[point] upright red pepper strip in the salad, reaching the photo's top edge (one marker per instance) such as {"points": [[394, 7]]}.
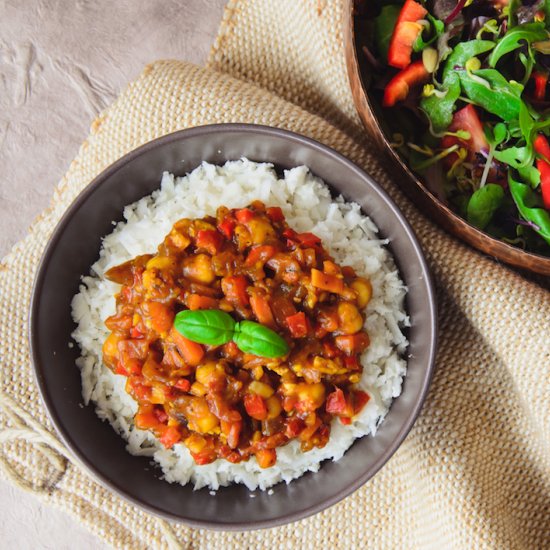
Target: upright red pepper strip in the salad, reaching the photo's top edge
{"points": [[406, 31]]}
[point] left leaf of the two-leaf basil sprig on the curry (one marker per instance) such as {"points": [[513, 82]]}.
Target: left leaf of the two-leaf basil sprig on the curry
{"points": [[205, 326]]}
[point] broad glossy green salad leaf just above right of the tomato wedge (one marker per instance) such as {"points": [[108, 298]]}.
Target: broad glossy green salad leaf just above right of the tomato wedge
{"points": [[503, 98]]}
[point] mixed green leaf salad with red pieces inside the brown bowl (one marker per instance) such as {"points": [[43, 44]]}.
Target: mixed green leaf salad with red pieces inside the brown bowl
{"points": [[465, 87]]}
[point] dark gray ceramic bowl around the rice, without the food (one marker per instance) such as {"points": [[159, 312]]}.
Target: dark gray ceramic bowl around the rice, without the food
{"points": [[75, 245]]}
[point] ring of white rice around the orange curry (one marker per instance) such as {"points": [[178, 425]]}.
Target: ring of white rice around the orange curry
{"points": [[307, 204]]}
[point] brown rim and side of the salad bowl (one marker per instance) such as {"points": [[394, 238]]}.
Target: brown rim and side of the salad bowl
{"points": [[416, 190]]}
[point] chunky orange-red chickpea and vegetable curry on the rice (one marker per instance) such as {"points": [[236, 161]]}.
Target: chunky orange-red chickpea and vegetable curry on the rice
{"points": [[217, 400]]}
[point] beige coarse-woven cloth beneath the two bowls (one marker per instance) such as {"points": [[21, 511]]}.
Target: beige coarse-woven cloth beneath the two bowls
{"points": [[474, 471]]}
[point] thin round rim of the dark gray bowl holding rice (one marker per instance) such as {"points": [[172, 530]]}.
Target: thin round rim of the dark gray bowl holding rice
{"points": [[37, 367]]}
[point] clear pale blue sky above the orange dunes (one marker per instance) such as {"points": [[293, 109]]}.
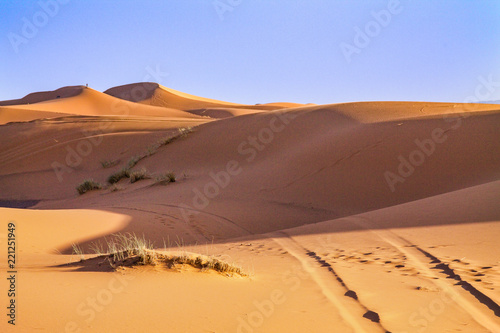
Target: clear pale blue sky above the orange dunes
{"points": [[256, 51]]}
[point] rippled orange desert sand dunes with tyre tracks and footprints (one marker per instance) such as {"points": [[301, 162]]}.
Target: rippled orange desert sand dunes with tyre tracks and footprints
{"points": [[355, 217]]}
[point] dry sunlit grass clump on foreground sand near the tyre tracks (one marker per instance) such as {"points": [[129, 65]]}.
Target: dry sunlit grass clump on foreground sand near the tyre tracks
{"points": [[130, 250]]}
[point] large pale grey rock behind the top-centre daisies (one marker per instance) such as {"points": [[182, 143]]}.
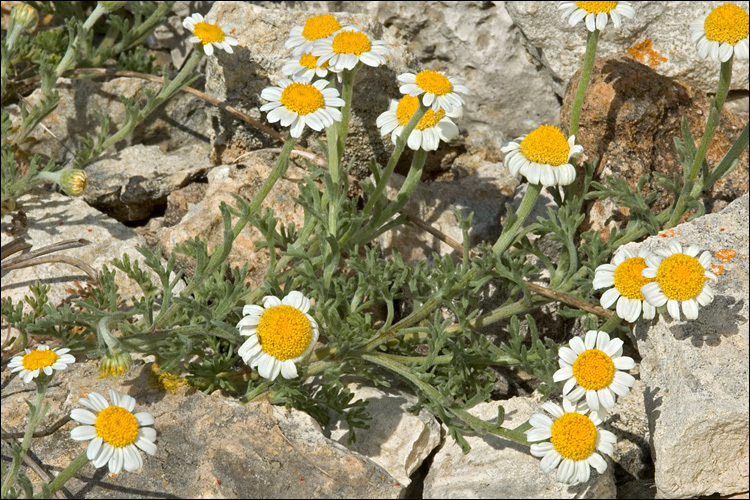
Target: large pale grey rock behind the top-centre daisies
{"points": [[473, 41]]}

* _WORK TASK_: Please leave out the pictures as you reproduce the lines exactly, from the first line of the entries through the line containing "[point] left leaf".

* _SOLUTION FOR THIS PROBLEM_:
[point] upright red pepper strip in the salad, reaching the photo's top edge (one marker per instance) such as {"points": [[394, 7]]}.
Target: upright red pepper strip in the salad, reaching the photo's top edge
{"points": [[406, 31]]}
[point] left leaf of the two-leaf basil sprig on the curry (one marker per instance) such as {"points": [[513, 82]]}.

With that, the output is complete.